● **Available records**
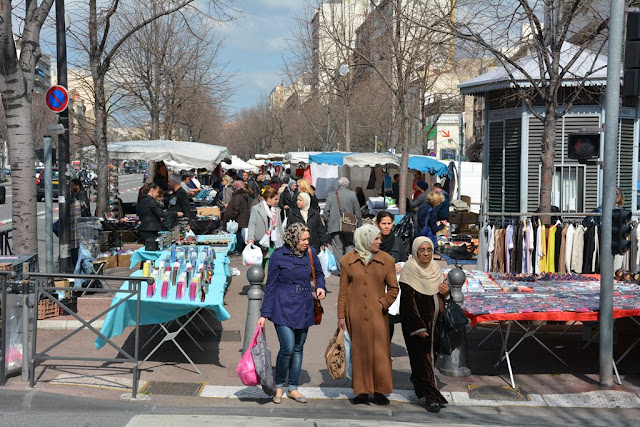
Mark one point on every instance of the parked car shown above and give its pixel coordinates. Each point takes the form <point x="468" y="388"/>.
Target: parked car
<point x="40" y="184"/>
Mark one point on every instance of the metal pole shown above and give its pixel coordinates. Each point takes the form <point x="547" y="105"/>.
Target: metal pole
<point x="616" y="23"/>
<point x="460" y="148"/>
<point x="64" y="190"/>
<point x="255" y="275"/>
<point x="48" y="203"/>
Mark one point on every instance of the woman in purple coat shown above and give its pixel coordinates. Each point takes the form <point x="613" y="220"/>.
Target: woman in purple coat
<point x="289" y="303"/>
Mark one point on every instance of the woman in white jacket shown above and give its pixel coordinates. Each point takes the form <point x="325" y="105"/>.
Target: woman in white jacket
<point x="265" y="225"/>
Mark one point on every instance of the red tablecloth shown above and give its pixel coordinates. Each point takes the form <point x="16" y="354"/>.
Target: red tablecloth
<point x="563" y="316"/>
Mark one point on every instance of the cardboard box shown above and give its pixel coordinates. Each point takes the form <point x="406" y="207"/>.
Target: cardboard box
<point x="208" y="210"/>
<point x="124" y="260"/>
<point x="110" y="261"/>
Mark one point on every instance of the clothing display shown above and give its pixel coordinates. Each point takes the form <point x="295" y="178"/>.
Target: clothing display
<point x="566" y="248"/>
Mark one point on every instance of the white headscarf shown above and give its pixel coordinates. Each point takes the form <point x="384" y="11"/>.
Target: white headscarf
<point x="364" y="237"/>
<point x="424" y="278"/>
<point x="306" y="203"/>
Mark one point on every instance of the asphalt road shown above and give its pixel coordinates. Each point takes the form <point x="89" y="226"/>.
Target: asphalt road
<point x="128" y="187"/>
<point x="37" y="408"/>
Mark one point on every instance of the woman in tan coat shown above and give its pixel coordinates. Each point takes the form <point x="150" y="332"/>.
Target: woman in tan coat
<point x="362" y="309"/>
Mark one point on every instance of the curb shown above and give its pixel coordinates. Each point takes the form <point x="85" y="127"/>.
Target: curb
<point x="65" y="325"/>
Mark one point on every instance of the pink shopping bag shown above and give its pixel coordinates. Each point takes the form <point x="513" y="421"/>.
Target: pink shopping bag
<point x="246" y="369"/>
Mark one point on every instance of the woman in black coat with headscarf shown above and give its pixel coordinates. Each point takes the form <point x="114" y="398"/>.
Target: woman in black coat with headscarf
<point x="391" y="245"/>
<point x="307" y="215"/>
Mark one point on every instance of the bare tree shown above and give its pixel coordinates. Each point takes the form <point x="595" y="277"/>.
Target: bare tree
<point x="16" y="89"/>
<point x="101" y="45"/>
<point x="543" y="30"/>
* * *
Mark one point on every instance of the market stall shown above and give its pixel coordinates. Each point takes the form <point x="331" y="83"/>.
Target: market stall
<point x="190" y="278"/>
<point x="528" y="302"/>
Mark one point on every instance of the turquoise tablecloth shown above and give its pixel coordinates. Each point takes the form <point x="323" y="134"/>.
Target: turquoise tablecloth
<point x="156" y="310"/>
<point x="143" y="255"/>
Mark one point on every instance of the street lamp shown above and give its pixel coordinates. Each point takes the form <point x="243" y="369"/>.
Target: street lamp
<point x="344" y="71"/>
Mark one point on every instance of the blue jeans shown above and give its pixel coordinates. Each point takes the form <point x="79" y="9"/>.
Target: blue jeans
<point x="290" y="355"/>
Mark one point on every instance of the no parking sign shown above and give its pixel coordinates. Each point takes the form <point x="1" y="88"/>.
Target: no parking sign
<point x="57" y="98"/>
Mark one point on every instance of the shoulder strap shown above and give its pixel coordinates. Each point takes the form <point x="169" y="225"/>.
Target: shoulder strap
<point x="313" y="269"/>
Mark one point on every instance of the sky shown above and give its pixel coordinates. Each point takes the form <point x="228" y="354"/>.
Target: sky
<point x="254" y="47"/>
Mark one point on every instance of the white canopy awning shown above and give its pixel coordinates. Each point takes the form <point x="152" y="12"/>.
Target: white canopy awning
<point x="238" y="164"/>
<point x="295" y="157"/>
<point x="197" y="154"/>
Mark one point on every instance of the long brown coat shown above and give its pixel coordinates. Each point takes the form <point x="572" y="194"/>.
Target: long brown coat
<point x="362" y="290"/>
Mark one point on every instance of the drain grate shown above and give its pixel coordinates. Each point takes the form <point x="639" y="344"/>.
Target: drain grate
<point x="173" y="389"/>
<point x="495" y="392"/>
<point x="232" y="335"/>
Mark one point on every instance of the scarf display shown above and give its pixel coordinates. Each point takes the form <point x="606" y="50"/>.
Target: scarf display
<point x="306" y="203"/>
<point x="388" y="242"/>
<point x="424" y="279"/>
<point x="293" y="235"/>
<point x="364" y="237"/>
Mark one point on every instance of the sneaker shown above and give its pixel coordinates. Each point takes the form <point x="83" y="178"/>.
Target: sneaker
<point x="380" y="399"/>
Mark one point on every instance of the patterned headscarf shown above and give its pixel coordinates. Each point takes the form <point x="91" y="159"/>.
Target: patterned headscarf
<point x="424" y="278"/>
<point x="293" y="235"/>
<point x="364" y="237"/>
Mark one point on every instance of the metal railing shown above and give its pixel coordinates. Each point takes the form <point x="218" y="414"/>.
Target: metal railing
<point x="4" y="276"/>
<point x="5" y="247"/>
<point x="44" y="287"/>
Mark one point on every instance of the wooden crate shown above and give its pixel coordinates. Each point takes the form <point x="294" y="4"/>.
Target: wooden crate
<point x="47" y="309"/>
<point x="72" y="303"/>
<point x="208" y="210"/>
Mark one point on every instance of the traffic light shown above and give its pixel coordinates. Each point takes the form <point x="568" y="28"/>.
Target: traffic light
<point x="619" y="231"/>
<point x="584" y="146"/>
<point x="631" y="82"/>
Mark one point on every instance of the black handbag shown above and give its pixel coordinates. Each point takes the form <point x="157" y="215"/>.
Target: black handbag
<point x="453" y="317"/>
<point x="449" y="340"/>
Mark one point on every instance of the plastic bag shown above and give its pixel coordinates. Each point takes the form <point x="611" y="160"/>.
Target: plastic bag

● **About this task**
From the listing above, repeat exactly the lines starting at the line that includes "Target: scarf display" and ending at the line that includes "Mark one point on every instance of the traffic", with nothing outside that span.

● **Task solution**
Target: scarf display
<point x="306" y="203"/>
<point x="388" y="242"/>
<point x="424" y="279"/>
<point x="293" y="235"/>
<point x="364" y="237"/>
Mark one point on every instance of the sneaker shown above and give its pixel coordinates. Each point takes the form <point x="83" y="178"/>.
Target: sneaker
<point x="380" y="399"/>
Mark one point on every instance of the patterned headscarf shown above and give its pixel coordinates. Each point takes the form <point x="91" y="159"/>.
Target: patterned headscarf
<point x="424" y="278"/>
<point x="293" y="235"/>
<point x="364" y="237"/>
Mark one point on every instance of the metal railing shown above and give its pixel coordinates. Each point takes the form <point x="218" y="414"/>.
Target: metal railing
<point x="4" y="276"/>
<point x="5" y="247"/>
<point x="44" y="287"/>
Mark one point on every instance of the wooden crate shown above and give its pixel coordinates. Each point takes the form <point x="294" y="4"/>.
Target: wooden crate
<point x="47" y="309"/>
<point x="72" y="303"/>
<point x="208" y="210"/>
Mark one point on every instance of the traffic light shown above and give its pixel coordinates. Each point takes the form <point x="568" y="28"/>.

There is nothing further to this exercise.